→ Exercise details:
Reproduce the records between the lines holding "mark the woman's hand | one pin per instance." and "(1056, 396)", inclusive, and only those, keeping every request line unchanged. Scale each point coordinate in the answers by 0.7, rounding to the nearest whole number with halves rounded up.

→ Dataset entries:
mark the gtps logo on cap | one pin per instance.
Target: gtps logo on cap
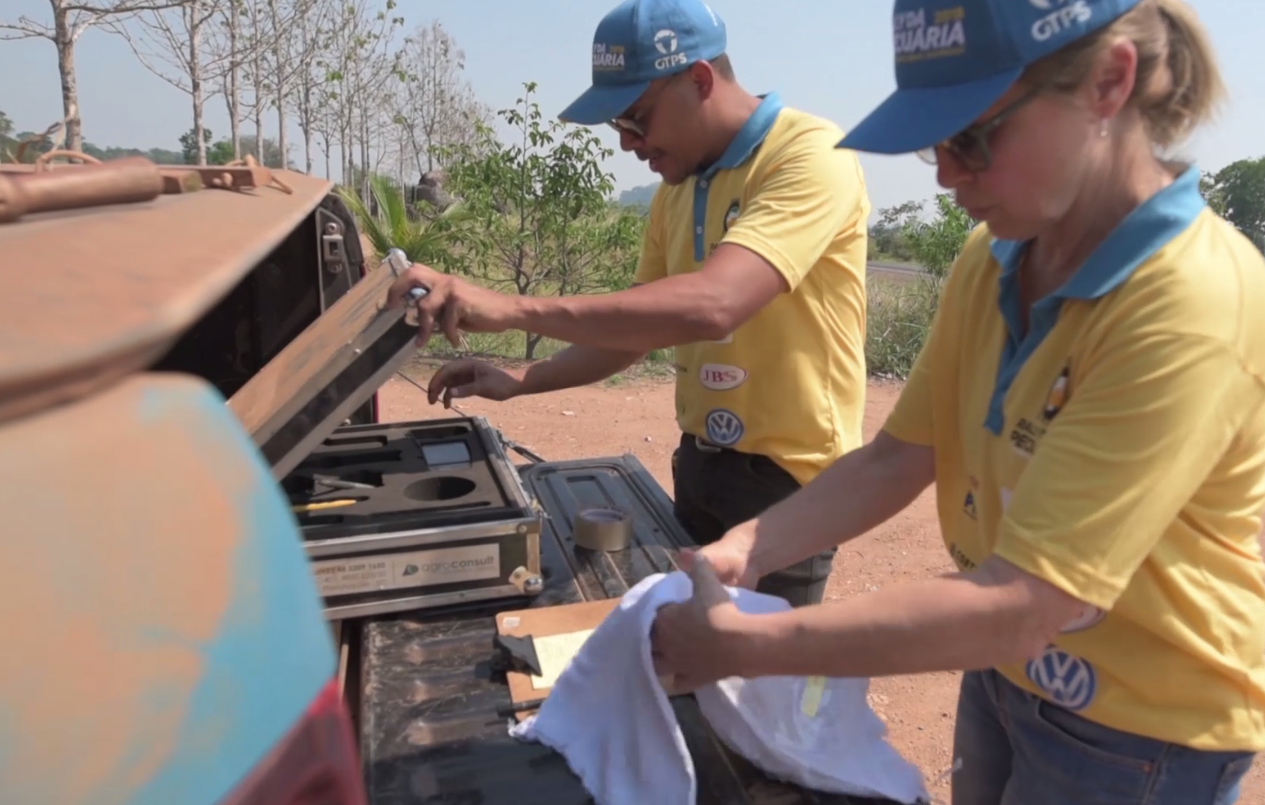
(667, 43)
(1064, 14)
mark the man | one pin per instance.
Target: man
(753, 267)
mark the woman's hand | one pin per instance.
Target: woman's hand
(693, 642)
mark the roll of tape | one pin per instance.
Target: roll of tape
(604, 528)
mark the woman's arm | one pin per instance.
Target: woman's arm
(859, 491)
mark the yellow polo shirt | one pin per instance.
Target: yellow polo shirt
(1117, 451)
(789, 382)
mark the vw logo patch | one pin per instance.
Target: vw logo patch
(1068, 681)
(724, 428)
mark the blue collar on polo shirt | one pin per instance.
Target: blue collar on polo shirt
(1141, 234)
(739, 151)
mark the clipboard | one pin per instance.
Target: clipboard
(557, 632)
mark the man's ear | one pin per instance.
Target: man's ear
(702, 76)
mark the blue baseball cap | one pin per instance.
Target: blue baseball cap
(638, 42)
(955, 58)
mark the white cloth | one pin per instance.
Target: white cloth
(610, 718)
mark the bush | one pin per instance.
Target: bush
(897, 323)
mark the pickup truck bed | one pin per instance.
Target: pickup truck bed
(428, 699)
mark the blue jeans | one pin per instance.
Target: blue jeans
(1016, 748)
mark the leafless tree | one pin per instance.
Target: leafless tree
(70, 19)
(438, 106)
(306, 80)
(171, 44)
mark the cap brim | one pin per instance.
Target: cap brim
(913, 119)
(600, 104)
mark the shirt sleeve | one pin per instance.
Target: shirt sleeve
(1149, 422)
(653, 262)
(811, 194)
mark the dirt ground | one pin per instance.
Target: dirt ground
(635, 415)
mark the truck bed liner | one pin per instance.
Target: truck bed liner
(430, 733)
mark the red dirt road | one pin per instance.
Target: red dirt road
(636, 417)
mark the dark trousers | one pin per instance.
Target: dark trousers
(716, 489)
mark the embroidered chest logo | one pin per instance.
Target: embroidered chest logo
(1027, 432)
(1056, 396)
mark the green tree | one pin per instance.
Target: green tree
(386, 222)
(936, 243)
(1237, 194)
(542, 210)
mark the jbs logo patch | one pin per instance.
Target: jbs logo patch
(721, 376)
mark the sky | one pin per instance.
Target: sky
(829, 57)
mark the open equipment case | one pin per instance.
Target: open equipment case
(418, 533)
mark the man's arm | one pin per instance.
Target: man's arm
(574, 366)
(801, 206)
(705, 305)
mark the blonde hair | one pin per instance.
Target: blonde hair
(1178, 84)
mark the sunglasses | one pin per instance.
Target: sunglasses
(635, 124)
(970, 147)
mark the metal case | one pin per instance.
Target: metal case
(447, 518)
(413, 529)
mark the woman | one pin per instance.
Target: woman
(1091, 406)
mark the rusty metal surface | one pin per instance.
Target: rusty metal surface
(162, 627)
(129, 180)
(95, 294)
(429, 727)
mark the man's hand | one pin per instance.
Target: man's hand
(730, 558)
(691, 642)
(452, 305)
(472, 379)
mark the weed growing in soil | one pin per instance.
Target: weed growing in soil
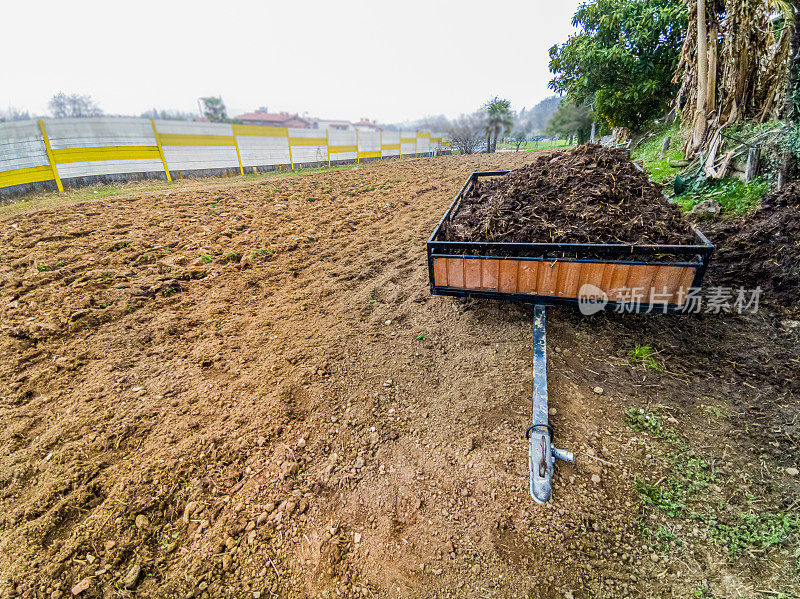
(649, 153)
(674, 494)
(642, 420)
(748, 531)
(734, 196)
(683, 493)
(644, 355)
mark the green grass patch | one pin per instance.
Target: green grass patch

→ Exercise answer:
mark the woman's hand | one pin per instance.
Target: woman's hand
(485, 449)
mark the roll of tape | one pin per instance.
Target: roll of tape
(423, 370)
mark the woman's arm | one pin per instance.
Target: woman's arm
(601, 344)
mark the yellow polo shirt | one pin per instance.
Target: yellow polo shirt
(782, 316)
(552, 267)
mark the vw logo patch | one pin per instance.
Target: vw logo patch
(748, 477)
(507, 300)
mark the blue collar on polo shirt | one pin per instance.
Target: blue collar on polo shirt
(799, 164)
(517, 106)
mark the clipboard | one pin per instance.
Target: clipboard
(390, 442)
mark the man's ear | one pin per instance.
Target: man's ear
(491, 53)
mark the blue baseball cap | one pin per instance.
Target: blue baseball cap
(447, 29)
(669, 41)
mark the white cloth | one pin per instance.
Target: white cloth
(427, 503)
mark the bush | one pin per instance.
Target: bush
(628, 226)
mark the pickup truck bed | one pin per instance.
Target: pickup truck bed
(300, 489)
mark the blue jeans | one pin per instance.
Target: blue jeans
(711, 524)
mark the leafless tree | one pin per instance.
Target: leafless tree
(49, 13)
(307, 74)
(214, 56)
(120, 31)
mark the cap brim | one pin per instance.
Target: cap brim
(639, 83)
(420, 73)
mark the shirt sleeve | one pin per instance.
Target: shirt sleeve
(804, 295)
(457, 183)
(568, 136)
mark the dirt ground | one pin per instance.
Target: dirt ground
(445, 291)
mark the truck bed liner | one pin per instance.
Target: truck bed liner
(301, 513)
mark the red dirt road | one pin per instance.
Target: red dirt road
(445, 292)
mark the dark trousers | one pin per instance.
Target: dark trousers
(501, 342)
mark the embroidered chest logo | one pin per instance.
Target: embroidered chest logo
(719, 302)
(739, 277)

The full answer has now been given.